**The task:** Turn every one of the records below into a numbered list, leaving out any blank lines.

Data listing
******

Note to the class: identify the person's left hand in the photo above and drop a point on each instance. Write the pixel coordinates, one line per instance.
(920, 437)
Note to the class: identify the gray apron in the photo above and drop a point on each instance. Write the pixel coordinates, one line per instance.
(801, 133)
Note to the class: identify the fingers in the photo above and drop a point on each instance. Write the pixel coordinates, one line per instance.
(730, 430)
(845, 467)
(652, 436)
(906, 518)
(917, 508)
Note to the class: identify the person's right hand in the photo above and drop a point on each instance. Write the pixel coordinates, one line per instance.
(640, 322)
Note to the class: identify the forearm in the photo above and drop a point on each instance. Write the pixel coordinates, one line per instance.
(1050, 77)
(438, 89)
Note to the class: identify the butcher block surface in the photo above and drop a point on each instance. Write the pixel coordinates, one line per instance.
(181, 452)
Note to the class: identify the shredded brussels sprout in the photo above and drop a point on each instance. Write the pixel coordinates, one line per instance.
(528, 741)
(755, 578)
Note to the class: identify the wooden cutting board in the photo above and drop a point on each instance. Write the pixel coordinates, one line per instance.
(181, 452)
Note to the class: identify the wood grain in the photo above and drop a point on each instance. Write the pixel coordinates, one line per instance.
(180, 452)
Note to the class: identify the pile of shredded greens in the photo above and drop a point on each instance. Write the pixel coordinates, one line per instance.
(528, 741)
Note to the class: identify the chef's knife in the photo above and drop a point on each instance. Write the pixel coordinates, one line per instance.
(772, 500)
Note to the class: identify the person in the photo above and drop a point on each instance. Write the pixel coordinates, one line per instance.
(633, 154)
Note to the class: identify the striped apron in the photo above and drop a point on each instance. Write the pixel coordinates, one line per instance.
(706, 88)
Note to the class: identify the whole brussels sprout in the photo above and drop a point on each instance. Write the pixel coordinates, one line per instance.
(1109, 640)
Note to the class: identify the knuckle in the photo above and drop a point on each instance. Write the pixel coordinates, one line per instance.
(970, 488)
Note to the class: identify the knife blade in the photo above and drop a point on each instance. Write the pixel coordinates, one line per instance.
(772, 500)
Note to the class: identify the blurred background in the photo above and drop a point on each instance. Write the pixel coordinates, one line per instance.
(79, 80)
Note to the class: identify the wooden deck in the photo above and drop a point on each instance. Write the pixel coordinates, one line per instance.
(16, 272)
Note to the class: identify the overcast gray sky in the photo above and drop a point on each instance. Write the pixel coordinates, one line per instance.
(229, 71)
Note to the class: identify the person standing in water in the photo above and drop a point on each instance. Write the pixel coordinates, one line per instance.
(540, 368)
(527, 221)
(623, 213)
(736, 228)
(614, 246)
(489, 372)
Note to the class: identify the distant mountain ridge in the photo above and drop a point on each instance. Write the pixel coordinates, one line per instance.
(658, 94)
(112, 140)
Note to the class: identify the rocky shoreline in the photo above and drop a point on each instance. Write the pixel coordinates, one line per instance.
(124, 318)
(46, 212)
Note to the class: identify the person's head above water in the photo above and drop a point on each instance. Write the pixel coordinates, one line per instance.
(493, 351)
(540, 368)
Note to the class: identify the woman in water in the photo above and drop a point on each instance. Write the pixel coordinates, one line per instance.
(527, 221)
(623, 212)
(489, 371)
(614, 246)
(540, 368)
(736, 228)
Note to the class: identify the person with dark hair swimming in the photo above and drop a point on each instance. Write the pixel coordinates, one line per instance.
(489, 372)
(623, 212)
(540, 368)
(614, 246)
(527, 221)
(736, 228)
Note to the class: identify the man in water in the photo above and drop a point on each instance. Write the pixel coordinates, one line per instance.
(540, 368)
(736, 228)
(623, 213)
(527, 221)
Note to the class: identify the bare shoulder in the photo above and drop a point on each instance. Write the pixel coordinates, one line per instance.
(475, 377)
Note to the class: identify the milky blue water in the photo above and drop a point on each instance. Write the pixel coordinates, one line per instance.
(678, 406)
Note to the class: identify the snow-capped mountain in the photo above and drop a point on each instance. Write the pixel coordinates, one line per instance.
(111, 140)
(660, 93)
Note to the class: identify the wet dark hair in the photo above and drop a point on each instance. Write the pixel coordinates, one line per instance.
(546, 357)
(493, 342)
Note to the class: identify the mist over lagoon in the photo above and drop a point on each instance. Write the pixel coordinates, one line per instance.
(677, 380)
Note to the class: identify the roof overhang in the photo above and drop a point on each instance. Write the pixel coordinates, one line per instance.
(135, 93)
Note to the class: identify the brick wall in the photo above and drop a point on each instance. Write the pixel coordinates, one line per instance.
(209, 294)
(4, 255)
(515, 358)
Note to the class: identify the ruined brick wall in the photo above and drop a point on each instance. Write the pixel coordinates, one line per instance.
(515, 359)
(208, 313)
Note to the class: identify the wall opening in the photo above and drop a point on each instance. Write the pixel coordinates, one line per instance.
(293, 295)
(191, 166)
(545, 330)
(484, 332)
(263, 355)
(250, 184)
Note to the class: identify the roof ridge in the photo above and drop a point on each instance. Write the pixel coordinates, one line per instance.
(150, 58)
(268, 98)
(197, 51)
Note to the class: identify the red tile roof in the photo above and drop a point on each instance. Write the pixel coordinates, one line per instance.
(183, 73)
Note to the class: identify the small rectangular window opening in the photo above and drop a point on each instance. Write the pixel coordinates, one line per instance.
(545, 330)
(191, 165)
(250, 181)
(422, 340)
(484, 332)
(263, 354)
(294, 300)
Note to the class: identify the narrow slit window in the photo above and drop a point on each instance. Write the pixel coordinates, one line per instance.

******

**Worked solution:**
1. Note to the class: identify the person's left hand in the photo above and drop a point on each instance. Write the pixel coordinates, one line per instance.
2. (920, 437)
3. Note to the class: identify the gray apron in the photo above and drop a point on each instance. Write the pixel coordinates, one line per instance.
4. (801, 133)
5. Note to the class: identify the fingers in the photo above and drop a point on each instance. Write the pixel coordinates, one line per instance.
6. (730, 430)
7. (845, 467)
8. (652, 436)
9. (906, 518)
10. (917, 508)
11. Note to the class: identify the person's right hand in the photo above and drop a point on each instance. Write the pixel coordinates, one line per instance.
12. (640, 322)
13. Note to the class: identify the forearm in the photo above and drop a point on each instance. Write the pixel coordinates, one line per instance.
14. (1050, 77)
15. (438, 89)
16. Note to the class: identify the butcher block surface in the photo above and drop a point on each instance. Write the pixel coordinates, one line per instance.
17. (181, 452)
18. Note to the class: identify the shredded brussels sprout in the photo above and drop a point on each instance. Write the pixel coordinates, one line per instance.
19. (528, 741)
20. (755, 578)
21. Note to the class: identify the wooden cutting board in the photo above and drop a point on each instance. Write the pixel coordinates, one line per instance.
22. (181, 452)
23. Note to the class: identify the wood grain in the photo above and drop a point on each instance. Write the pixel coordinates, one line per instance.
24. (180, 452)
25. Note to the class: identify the pile of shredded greens in the photo above and drop a point on each instance. Write the pixel coordinates, one line per instance.
26. (528, 741)
27. Note to the class: identify the chef's knife in the photo above and drop a point on each instance. Write the pixel coordinates, one line per instance.
28. (772, 500)
29. Note to the class: identify the person in the photo above and drop a point on each instance. Write the pixel coordinates, one line per instance.
30. (633, 154)
31. Note to the class: identify the striped apron in the photo above and drop a point on each instance. Write the pixel coordinates, one line per instance.
32. (706, 88)
33. Note to the class: identify the whole brussels sprout in the photo above and drop a point on each instance. Write the pixel coordinates, one line per instance.
34. (1109, 640)
35. Note to the class: identify the knuckle in the photo above and drop a point on each instance. Write the pixel coordinates, one line per instance.
36. (970, 488)
37. Note to the class: identify the knife blade in the photo above and drop a point on each instance. Write the pixel coordinates, one line per instance.
38. (772, 500)
39. Note to the class: identify the blurred background in the photo above and drop a point on each instance. Write the pixel coordinates, one line per instance.
40. (79, 80)
41. Note to the class: identify the wooden deck in the photo above and drop a point on each instance. Write the pixel coordinates, one line per instance.
42. (16, 272)
43. Note to the class: identify the overcast gray sky in the photo above and drop a point on each instance. Write the pixel coordinates, one line per instance.
44. (229, 71)
45. Note to the class: identify the person standing in water in the photo above and drop a point on each instance. Write the pixel coordinates, one line per instance.
46. (540, 368)
47. (527, 221)
48. (623, 213)
49. (736, 228)
50. (614, 246)
51. (489, 372)
52. Note to the class: identify the distant mountain ridge in the photo above and drop a point on each instance. Write the pixel coordinates, one line per instance.
53. (658, 94)
54. (112, 140)
55. Note to the class: identify the rocky shoreline in the photo above and drop a point on each instance. Write the pixel coordinates, one line per instance.
56. (124, 318)
57. (46, 212)
58. Note to the class: identify the person's head above water in the photo above and drop a point on each instance. Write the pixel coordinates, one line per instance.
59. (493, 351)
60. (540, 368)
61. Note to the class: identify the woman in water in the photo above and drop a point on each instance. Write the pixel coordinates, one line per instance.
62. (527, 221)
63. (623, 212)
64. (489, 371)
65. (614, 246)
66. (540, 368)
67. (736, 228)
68. Note to the class: identify the person with dark hair swimming in the photo above and drop a point on each instance. Write the pixel coordinates, one line per instance.
69. (489, 372)
70. (623, 212)
71. (540, 368)
72. (614, 246)
73. (527, 221)
74. (736, 228)
75. Note to the class: identify the man in water in the photo above and drop a point on each instance. Write the pixel coordinates, one line per instance.
76. (540, 368)
77. (736, 228)
78. (623, 213)
79. (527, 221)
80. Note to the class: identify the bare shoulder in the photo above and drop a point on each instance. Write the pixel coordinates, one line per instance.
81. (475, 377)
82. Note to the class: identify the milky blue water in the photo above and drop a point on each instance. Write the pixel coordinates, one line per instance.
83. (678, 406)
84. Note to the class: identify the snow-capped mountain in the photo above and drop a point on each instance. Write the pixel coordinates, one line per instance.
85. (111, 140)
86. (660, 93)
87. Note to the class: identify the wet dark hair in the photo above and drop a point on each instance. Write the pixel coordinates, one line per instance.
88. (546, 357)
89. (493, 342)
90. Note to the class: identify the mist over lagoon in the photo above and drop a point on each instance. Write the pixel coordinates, one line per instance.
91. (677, 380)
92. Note to the class: identify the roof overhang in the photo above and drop a point on each instance. Write the pixel coordinates, one line per instance.
93. (135, 93)
94. Note to the class: identify the brick wall in the photo above and drop a point on each instance. Write the pixel coordinates, one line per instance.
95. (209, 294)
96. (4, 255)
97. (515, 358)
98. Note to the class: identify the ruined brick wall in the photo above and drop a point on each instance. Write the pixel coordinates, one line per instance.
99. (515, 359)
100. (208, 313)
101. Note to the class: identify the wall opening in the photo above and drop a point on each instance. Write the pixel coordinates, one line per instance.
102. (293, 295)
103. (191, 166)
104. (545, 330)
105. (484, 332)
106. (263, 355)
107. (250, 184)
108. Note to the class: identify the roof ridge in the photo above and drop a point on each instance. Write the pixel coordinates, one line per instance.
109. (150, 58)
110. (268, 98)
111. (197, 51)
112. Note to the class: identify the red tile roof in the photo above and drop a point on each instance. Write the pixel coordinates, one line per instance.
113. (183, 73)
114. Note to the class: identify the small rectangular window opening in the photo above and drop a point on each instance. Write the pixel coordinates, one line per instance.
115. (545, 330)
116. (191, 165)
117. (250, 181)
118. (422, 340)
119. (484, 332)
120. (263, 354)
121. (294, 300)
122. Note to the class: identify the narrow slit window in the photo above and drop a point on each instance. Write the pixel coordinates, one line per instance.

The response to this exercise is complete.